■ WHAT NEEDS TO BE DONE ■
Repeat the whole listing exactly.

■ Point placement records ■
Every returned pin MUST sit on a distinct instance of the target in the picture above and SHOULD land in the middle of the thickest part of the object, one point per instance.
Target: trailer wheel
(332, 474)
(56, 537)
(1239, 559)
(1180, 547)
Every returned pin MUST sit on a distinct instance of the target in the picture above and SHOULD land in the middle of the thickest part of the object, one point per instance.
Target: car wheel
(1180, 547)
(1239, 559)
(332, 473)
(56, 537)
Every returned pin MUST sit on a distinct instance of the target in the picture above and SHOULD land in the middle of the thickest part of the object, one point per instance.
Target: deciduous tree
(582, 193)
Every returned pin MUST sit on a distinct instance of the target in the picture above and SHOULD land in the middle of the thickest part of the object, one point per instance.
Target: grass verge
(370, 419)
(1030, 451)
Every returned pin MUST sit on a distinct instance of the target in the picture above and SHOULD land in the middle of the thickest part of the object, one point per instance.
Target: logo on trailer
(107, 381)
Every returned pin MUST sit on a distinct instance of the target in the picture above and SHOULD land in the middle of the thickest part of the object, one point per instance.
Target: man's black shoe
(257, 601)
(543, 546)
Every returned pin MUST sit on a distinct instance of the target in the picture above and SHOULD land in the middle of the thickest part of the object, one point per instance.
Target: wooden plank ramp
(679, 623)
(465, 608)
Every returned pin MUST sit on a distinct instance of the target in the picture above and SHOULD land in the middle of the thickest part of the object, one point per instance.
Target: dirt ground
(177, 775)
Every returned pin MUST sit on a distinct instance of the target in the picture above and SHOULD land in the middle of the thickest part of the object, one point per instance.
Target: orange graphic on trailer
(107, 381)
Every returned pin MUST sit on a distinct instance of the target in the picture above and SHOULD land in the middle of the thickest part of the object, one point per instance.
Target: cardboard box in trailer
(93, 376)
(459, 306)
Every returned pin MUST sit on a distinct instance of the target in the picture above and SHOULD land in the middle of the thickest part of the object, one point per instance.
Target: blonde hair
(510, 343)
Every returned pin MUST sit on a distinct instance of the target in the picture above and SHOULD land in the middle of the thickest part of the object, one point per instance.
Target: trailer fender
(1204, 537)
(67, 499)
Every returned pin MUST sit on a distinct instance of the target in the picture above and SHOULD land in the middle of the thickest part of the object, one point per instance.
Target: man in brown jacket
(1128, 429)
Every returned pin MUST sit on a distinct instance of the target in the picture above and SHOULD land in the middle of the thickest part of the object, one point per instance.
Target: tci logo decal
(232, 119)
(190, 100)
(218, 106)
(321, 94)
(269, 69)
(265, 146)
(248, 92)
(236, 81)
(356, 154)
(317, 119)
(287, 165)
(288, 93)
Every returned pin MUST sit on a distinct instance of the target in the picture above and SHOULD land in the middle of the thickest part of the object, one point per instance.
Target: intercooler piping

■ FINISHED TASK ■
Every returned pin MUST sit on a distinct instance of the target in the picture above and SHOULD land in the middle of the thickest part of the object, one point per instance.
Target: trailer wheel
(332, 474)
(56, 537)
(1239, 559)
(1180, 547)
Every returned pin MUST sit on a distinct instance of the target in the picture above and SHOULD land in the middle of the thickest part of the object, one point per instance.
Target: car wheel
(1180, 547)
(1239, 559)
(332, 473)
(56, 537)
Every returned pin MUST sit on a distinct instance of the target in the picture above and SHOULD land in the middle of the thickest part of the object, one point per instance.
Target: deciduous tree
(582, 193)
Every returned pin MUST sit on a distinct instance of the target in the picture above and SHOULD land in the middle of the thickest part of the object, one point per instance.
Target: grass verge
(370, 419)
(1030, 451)
Every returned pin MUST sit on a distinct instance of the target in the picture above and SHOULD land in the middle of the thickest part of the object, one point per instance.
Target: logo on trailer
(107, 381)
Every returned pin MUST sit on a distinct instance of the target in the picture above and SHOULD land in the middle of the thickest part of the object, one point per instance.
Target: man's black shoe
(257, 601)
(543, 546)
Every returned pin MUST sit on a distinct instance of the target in the picture above and SHOULD land in the middle of the thickest part of the object, one point per instance.
Target: wooden plank ramp
(679, 623)
(465, 608)
Every returned pin MUST sit on a distinct instance of the target in the picture above and SHOULD land in the middle of the thickest part of the object, one point per instance.
Target: dirt ground
(177, 775)
Every returned pin MUST sit on a distinct instance of the target in the picture above and SHOULD land in the middle of the thickest part of the object, one point per instance.
Target: orange graphic on trailer
(107, 381)
Every returned pin MUST sit on a distinct instance of the target in the picture above and SHOULD land in the middle of the thickest part of the object, one point per instance.
Target: cardboard box in trailer
(93, 376)
(459, 306)
Every returned pin MUST sit on a distinct instance of the target in the picture above and SHOULD land in the middle of the thickest part of the object, one point per instance.
Target: blonde hair
(510, 343)
Every returned pin MUST sit on a distinct instance of the target in the picture above and SHOULD land in the middle of the thickest part of the object, one point per instance.
Target: trailer fender
(1204, 537)
(67, 499)
Every returned pin MUST sit on a distinct instance of the target in the picture above and SHOULD land in the middle of the thickest part of the object, one point per instance.
Target: man in brown jacket
(1128, 429)
Every returned pin MUST sit on a distinct instance of the target in the picture above and SHOULD land in the middle of the thickest part of the object, one point per instance.
Target: tci logo decal
(232, 119)
(190, 100)
(218, 106)
(321, 94)
(269, 69)
(265, 146)
(248, 92)
(236, 81)
(356, 154)
(317, 119)
(287, 165)
(288, 93)
Every returned pin MUST sit on a distinct instance of the target in the picture above and SHOULD land in the middle of the thickest part of the object, one point per instance.
Target: intercooler piping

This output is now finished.